• _RECORDED INFORMATION_
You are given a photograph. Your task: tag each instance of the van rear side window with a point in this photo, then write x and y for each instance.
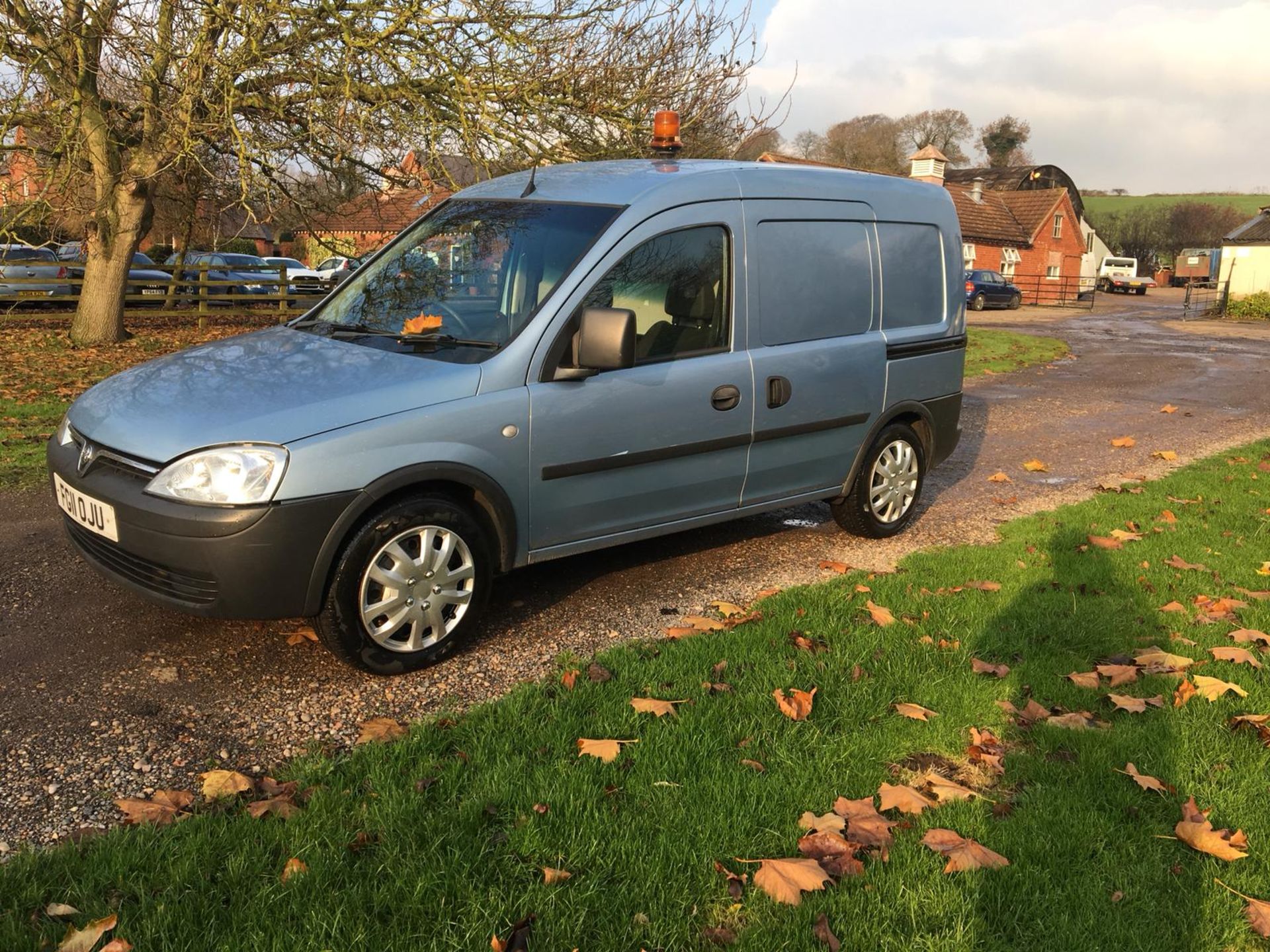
(912, 274)
(814, 280)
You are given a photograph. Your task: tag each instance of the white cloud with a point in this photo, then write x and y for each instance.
(1154, 97)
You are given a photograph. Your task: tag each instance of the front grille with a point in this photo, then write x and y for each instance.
(185, 587)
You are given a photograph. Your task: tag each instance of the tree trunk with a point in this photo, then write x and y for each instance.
(122, 220)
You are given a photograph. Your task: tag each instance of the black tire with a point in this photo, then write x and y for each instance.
(855, 513)
(339, 625)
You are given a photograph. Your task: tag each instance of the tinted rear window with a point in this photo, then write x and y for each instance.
(814, 280)
(912, 274)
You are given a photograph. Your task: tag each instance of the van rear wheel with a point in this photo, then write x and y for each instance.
(408, 587)
(883, 499)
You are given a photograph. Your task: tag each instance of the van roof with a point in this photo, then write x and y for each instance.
(668, 182)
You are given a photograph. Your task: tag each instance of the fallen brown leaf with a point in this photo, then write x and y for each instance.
(785, 880)
(798, 705)
(380, 730)
(1198, 833)
(963, 853)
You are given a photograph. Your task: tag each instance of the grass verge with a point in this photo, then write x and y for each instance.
(994, 350)
(439, 841)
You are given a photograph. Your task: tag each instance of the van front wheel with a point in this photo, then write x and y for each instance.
(883, 499)
(408, 587)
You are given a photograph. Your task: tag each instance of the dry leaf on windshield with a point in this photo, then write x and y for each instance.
(882, 616)
(84, 939)
(916, 711)
(1213, 688)
(1143, 779)
(1083, 680)
(999, 670)
(606, 750)
(163, 808)
(1136, 705)
(904, 799)
(963, 853)
(785, 880)
(1238, 655)
(653, 706)
(798, 705)
(1198, 833)
(425, 321)
(380, 730)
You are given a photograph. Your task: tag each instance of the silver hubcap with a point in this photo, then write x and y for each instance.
(417, 588)
(894, 481)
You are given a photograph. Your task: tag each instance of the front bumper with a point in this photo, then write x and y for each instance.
(218, 561)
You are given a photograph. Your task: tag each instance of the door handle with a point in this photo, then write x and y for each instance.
(779, 391)
(726, 397)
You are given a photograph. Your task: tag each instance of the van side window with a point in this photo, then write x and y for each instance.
(814, 280)
(677, 286)
(912, 276)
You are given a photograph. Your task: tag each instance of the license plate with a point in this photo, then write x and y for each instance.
(93, 514)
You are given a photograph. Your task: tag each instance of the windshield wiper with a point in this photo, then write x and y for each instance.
(366, 331)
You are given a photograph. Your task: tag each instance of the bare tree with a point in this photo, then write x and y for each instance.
(948, 130)
(124, 92)
(1002, 141)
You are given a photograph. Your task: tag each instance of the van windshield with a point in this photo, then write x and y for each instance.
(474, 270)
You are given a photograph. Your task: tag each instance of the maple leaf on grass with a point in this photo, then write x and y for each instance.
(84, 939)
(653, 706)
(225, 783)
(786, 880)
(915, 711)
(1198, 833)
(962, 852)
(380, 730)
(1213, 688)
(1144, 781)
(606, 750)
(798, 705)
(904, 799)
(163, 808)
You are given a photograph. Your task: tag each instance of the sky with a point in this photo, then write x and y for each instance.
(1169, 95)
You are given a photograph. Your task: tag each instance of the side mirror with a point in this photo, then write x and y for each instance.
(606, 342)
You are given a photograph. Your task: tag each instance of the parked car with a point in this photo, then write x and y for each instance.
(31, 274)
(337, 270)
(986, 288)
(251, 273)
(1122, 274)
(146, 284)
(300, 280)
(374, 466)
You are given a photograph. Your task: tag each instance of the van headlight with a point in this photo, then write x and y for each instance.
(238, 475)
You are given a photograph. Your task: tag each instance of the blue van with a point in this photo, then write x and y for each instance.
(544, 365)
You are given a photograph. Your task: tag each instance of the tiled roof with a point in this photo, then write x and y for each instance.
(1255, 231)
(389, 211)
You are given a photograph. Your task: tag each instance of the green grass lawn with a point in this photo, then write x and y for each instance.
(41, 374)
(435, 842)
(1100, 205)
(992, 350)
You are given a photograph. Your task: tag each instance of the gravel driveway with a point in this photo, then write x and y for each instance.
(105, 696)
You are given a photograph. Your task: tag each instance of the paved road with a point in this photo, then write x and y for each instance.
(105, 696)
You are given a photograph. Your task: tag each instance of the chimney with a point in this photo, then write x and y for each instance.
(927, 165)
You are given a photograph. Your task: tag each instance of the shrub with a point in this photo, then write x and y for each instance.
(1255, 306)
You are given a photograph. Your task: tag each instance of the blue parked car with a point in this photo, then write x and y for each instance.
(986, 288)
(544, 365)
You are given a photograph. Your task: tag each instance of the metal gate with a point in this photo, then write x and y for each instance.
(1206, 299)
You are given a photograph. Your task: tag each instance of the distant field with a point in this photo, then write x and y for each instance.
(1099, 205)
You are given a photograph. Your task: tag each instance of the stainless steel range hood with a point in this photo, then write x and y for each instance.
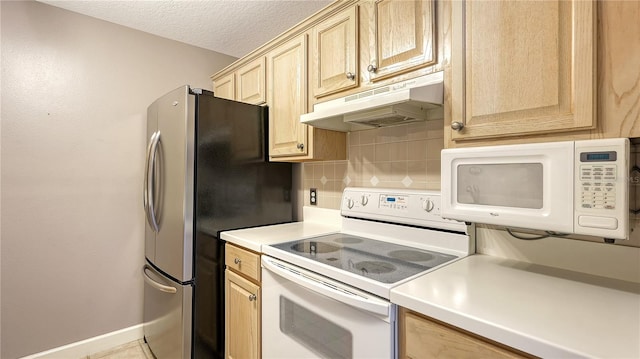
(399, 103)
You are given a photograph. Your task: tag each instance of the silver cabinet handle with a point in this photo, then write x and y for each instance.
(156, 285)
(149, 179)
(457, 126)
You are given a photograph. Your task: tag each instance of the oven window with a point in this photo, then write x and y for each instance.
(314, 332)
(516, 185)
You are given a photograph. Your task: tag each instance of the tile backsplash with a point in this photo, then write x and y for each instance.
(405, 156)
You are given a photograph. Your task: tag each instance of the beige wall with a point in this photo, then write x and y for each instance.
(74, 97)
(405, 156)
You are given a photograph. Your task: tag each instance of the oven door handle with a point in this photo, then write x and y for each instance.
(327, 287)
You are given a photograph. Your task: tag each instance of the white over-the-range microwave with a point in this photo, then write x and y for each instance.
(573, 187)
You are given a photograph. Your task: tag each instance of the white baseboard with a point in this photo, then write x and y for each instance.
(93, 345)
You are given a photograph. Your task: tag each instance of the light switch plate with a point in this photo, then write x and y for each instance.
(313, 196)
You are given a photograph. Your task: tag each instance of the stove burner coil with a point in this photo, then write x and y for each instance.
(411, 256)
(374, 267)
(348, 240)
(314, 247)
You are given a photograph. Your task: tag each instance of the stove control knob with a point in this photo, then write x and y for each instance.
(350, 203)
(364, 200)
(428, 205)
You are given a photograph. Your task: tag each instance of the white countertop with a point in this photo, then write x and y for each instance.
(540, 310)
(317, 223)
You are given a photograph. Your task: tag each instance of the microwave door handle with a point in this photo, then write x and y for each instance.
(156, 285)
(372, 305)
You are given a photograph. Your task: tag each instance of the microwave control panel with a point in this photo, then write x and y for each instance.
(601, 198)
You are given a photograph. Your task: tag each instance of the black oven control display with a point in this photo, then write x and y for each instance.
(396, 203)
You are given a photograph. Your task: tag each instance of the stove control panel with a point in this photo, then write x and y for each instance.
(414, 207)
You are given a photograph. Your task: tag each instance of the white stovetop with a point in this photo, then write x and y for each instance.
(545, 311)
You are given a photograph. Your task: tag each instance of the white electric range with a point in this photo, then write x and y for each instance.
(328, 296)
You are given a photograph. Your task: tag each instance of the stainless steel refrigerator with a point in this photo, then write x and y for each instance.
(206, 171)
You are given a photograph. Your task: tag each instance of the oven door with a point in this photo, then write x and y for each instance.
(305, 315)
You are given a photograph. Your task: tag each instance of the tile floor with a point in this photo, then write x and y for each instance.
(134, 350)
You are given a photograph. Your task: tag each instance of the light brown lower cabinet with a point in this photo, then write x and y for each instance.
(243, 309)
(421, 337)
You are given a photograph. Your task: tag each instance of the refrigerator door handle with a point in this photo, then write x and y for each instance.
(156, 285)
(150, 179)
(145, 185)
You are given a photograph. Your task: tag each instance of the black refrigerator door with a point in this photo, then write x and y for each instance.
(236, 187)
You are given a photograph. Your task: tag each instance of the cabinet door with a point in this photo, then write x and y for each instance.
(251, 84)
(335, 54)
(242, 309)
(423, 338)
(405, 37)
(287, 98)
(522, 67)
(224, 87)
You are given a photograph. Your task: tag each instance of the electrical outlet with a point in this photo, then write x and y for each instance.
(313, 196)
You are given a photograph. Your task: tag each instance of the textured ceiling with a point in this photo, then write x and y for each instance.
(228, 26)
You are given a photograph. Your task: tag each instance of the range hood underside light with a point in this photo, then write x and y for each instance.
(404, 102)
(386, 116)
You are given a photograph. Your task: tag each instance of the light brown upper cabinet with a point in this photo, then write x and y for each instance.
(287, 98)
(334, 45)
(225, 87)
(522, 67)
(251, 86)
(405, 34)
(245, 84)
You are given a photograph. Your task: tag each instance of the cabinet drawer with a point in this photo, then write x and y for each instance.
(243, 261)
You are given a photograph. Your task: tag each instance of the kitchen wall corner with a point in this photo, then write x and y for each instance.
(405, 156)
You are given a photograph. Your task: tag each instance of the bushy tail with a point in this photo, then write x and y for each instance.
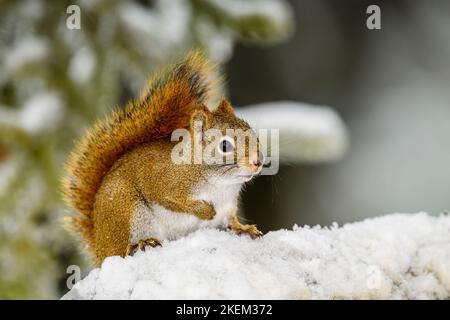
(164, 105)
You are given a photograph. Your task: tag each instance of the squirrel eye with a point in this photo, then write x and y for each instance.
(226, 146)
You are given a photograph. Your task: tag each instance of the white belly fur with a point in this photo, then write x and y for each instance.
(155, 221)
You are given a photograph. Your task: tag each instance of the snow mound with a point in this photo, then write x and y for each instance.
(398, 256)
(308, 133)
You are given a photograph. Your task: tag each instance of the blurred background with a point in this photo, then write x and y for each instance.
(389, 86)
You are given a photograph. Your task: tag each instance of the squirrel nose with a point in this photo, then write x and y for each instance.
(258, 162)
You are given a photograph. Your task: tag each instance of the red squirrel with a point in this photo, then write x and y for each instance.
(123, 183)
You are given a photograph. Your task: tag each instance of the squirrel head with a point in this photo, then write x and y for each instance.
(230, 147)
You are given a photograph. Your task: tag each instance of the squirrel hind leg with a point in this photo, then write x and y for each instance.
(141, 245)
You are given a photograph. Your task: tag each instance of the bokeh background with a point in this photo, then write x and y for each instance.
(390, 86)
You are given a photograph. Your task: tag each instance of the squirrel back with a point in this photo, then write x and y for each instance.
(165, 104)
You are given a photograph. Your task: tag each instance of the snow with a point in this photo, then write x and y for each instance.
(82, 65)
(27, 50)
(397, 256)
(276, 11)
(41, 112)
(308, 133)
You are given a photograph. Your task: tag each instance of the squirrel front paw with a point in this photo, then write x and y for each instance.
(141, 244)
(250, 229)
(204, 210)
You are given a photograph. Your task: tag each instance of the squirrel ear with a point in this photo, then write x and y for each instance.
(224, 107)
(200, 119)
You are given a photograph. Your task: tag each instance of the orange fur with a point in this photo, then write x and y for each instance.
(164, 105)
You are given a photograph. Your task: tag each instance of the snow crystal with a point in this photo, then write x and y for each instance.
(42, 111)
(28, 50)
(307, 132)
(277, 11)
(398, 256)
(82, 65)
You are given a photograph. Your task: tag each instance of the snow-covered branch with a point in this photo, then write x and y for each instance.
(395, 256)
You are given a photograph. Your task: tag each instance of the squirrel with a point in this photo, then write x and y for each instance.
(122, 180)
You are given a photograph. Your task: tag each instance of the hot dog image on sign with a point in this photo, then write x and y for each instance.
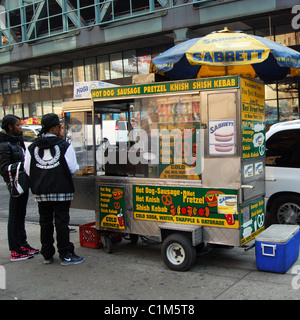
(221, 137)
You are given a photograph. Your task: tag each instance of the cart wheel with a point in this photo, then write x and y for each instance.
(178, 252)
(107, 244)
(134, 238)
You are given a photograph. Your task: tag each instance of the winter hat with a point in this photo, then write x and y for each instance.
(49, 120)
(9, 119)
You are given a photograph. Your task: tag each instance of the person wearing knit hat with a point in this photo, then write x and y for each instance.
(50, 162)
(12, 151)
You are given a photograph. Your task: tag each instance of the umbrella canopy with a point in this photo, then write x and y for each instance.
(31, 121)
(228, 53)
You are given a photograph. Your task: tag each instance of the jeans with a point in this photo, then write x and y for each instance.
(59, 210)
(16, 222)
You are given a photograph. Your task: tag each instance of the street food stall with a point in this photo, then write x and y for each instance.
(180, 162)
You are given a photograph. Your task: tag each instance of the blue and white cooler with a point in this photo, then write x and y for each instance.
(277, 248)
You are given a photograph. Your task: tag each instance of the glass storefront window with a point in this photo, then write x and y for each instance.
(57, 108)
(47, 107)
(26, 110)
(103, 67)
(116, 65)
(90, 69)
(34, 79)
(18, 110)
(6, 84)
(55, 76)
(285, 35)
(78, 71)
(67, 74)
(9, 110)
(37, 109)
(15, 83)
(45, 78)
(129, 63)
(24, 79)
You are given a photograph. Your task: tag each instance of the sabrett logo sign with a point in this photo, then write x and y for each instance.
(166, 87)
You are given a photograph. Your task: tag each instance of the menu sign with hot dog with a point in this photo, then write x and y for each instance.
(112, 207)
(221, 137)
(199, 206)
(253, 119)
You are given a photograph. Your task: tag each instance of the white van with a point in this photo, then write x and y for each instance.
(283, 173)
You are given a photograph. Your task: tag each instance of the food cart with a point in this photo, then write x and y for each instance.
(183, 162)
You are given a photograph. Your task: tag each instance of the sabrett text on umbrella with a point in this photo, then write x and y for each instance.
(158, 88)
(228, 56)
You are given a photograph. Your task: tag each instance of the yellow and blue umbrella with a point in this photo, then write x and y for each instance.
(228, 53)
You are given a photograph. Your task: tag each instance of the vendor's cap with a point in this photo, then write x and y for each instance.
(49, 120)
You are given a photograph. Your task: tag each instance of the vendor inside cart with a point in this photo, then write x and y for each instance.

• _OBJECTIVE_
Copy everything from the line containing "the white van" down to the end of the records, swapping "umbrella" for "parasol" and leaving all else as it stands.

• _FULL RESPONSE_
You are given a photograph. Your task: tag each instance of the white van with a point in this photo, then write x and y for each instance.
(283, 173)
You are given a photograph. Your task: tag each instance of the food cart with a point in this photo, then write x and y for each instance.
(183, 162)
You are given a photograph. Your task: tag each instance of the sabrett text on parasol with a point in this photo, then write x and y for each instance.
(158, 88)
(228, 56)
You are given a photograph. Your task: tag each instance of the yellow and blue parasol with a point in this photo, then write x and y for each instance.
(228, 53)
You are given a photograph. Your task: tag each instance of the vendor's cap with a point in this photo, then write x and y for each instance.
(49, 120)
You are given a photograph. Your task: tag each instance of the vendor inside cart with a point in this photo, then write x and y for each instance.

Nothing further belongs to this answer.